[FFmpeg-devel] Extend/optimize RGB to RGB conversions funcs into rgb2rgb.c

yann.lepetitcorps at free.fr yann.lepetitcorps at free.fr
Sun Sep 9 01:30:11 CEST 2012


I have factorised into ff_fill_line_with_color() the pixel_step[0] and w *
pixel_step[0] computations when it's a packed format + the unroll of
the  "for (plane = 0; plane < 4; plane++)" loop when this is a planar format :

int ff_fill_line_with_color(uint8_t *line[4], int pixel_step[4], int w, uint8_t
dst_color[4],
                            enum PixelFormat pix_fmt, uint8_t rgba_color[4],
                            int *is_packed_rgba, uint8_t rgba_map_ptr[4])

# # # # #

Written instruction A
Edit the records from the line with "Place one keypoint on each instance of the olive" through the line with "(1062, 538)" so that "olive green shorts" reads "dark green shorts", and return those lines otherwise unchanged, leaving out the pictures.
The text and the records have nothing to do with each other.

Material provided
# # # # #

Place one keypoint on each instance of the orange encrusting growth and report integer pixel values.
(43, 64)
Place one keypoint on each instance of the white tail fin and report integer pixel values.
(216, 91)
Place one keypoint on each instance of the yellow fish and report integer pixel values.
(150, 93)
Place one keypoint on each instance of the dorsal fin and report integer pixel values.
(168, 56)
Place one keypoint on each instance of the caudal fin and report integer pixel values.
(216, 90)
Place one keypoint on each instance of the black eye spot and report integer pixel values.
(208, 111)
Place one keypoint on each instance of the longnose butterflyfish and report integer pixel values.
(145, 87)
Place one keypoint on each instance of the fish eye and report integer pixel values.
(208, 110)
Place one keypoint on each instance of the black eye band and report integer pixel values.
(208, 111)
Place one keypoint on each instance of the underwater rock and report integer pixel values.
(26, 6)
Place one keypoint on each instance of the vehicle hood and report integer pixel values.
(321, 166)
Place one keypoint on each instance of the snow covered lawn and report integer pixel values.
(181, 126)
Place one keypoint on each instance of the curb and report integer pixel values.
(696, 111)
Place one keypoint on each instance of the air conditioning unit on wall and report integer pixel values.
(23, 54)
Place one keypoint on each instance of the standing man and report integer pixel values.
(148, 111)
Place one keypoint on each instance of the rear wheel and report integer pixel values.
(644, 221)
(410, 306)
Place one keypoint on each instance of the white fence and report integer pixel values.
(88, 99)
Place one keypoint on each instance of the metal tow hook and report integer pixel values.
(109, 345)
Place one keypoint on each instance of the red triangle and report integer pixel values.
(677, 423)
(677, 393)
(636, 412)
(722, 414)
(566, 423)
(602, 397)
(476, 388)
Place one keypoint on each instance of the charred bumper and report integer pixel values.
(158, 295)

# # # # #

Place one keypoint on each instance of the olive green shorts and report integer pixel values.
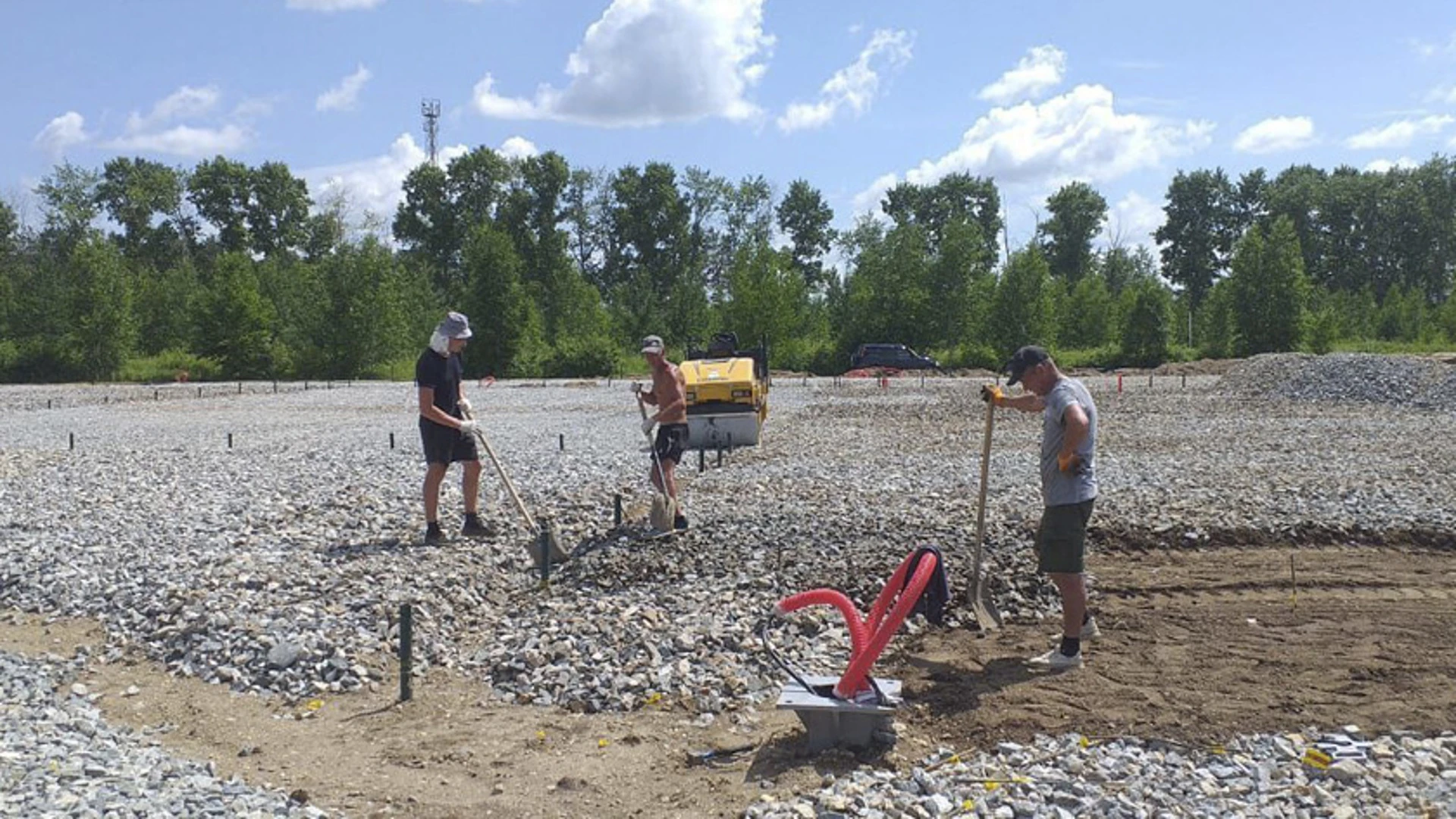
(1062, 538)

# # # # #

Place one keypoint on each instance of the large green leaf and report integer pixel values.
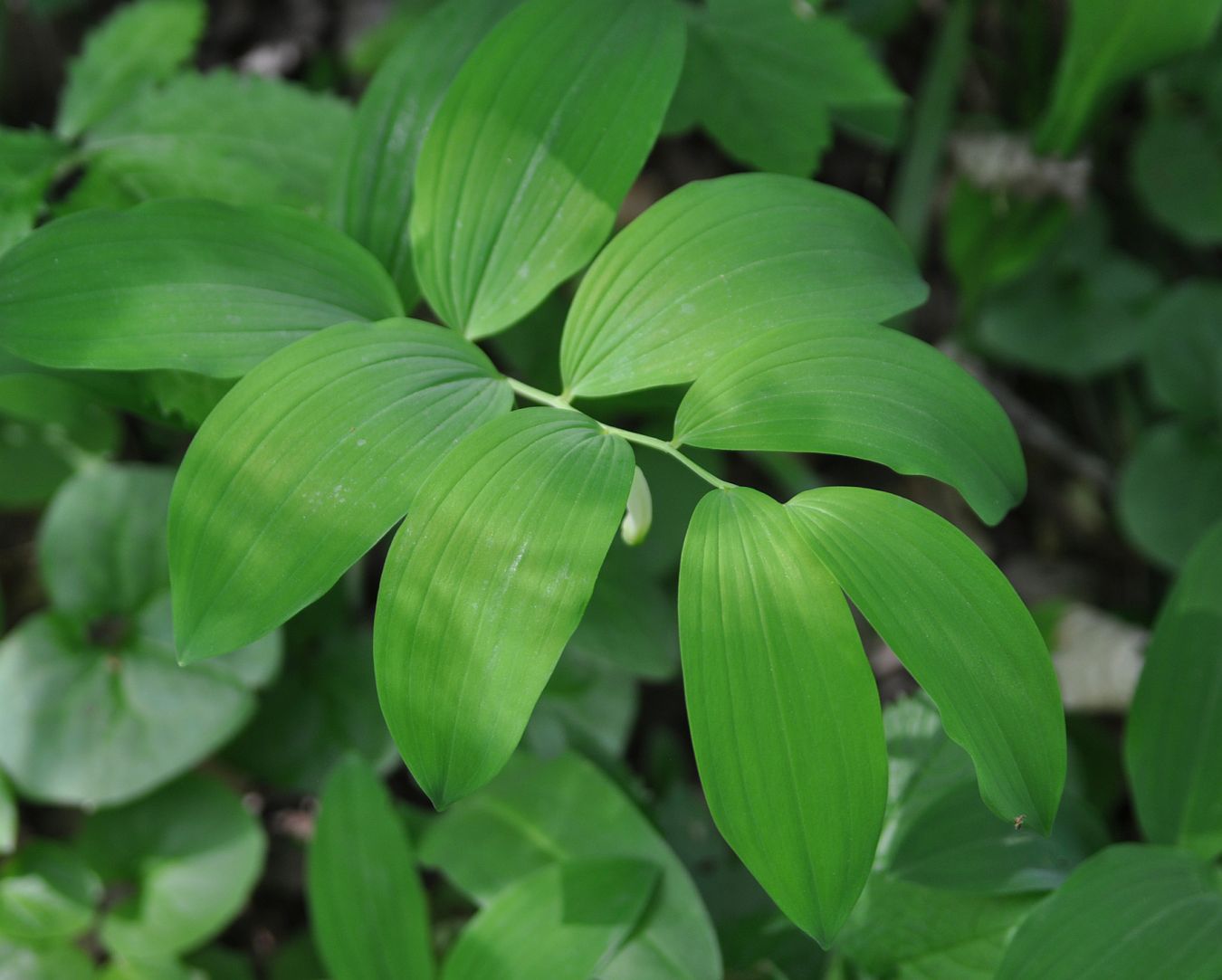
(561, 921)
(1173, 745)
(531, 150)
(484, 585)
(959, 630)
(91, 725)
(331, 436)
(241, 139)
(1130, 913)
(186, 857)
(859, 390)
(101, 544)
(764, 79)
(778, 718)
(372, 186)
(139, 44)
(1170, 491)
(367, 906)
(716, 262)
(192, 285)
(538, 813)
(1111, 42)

# # # # #

Written instruction B
In the FFmpeg-devel post about RGB to RGB conversions, into which function were the pixel_step[0] computations factorised?

Reply A
Place one keypoint on each instance of the dark green shorts and report integer pixel values.
(1062, 538)

Reply B
ff_fill_line_with_color()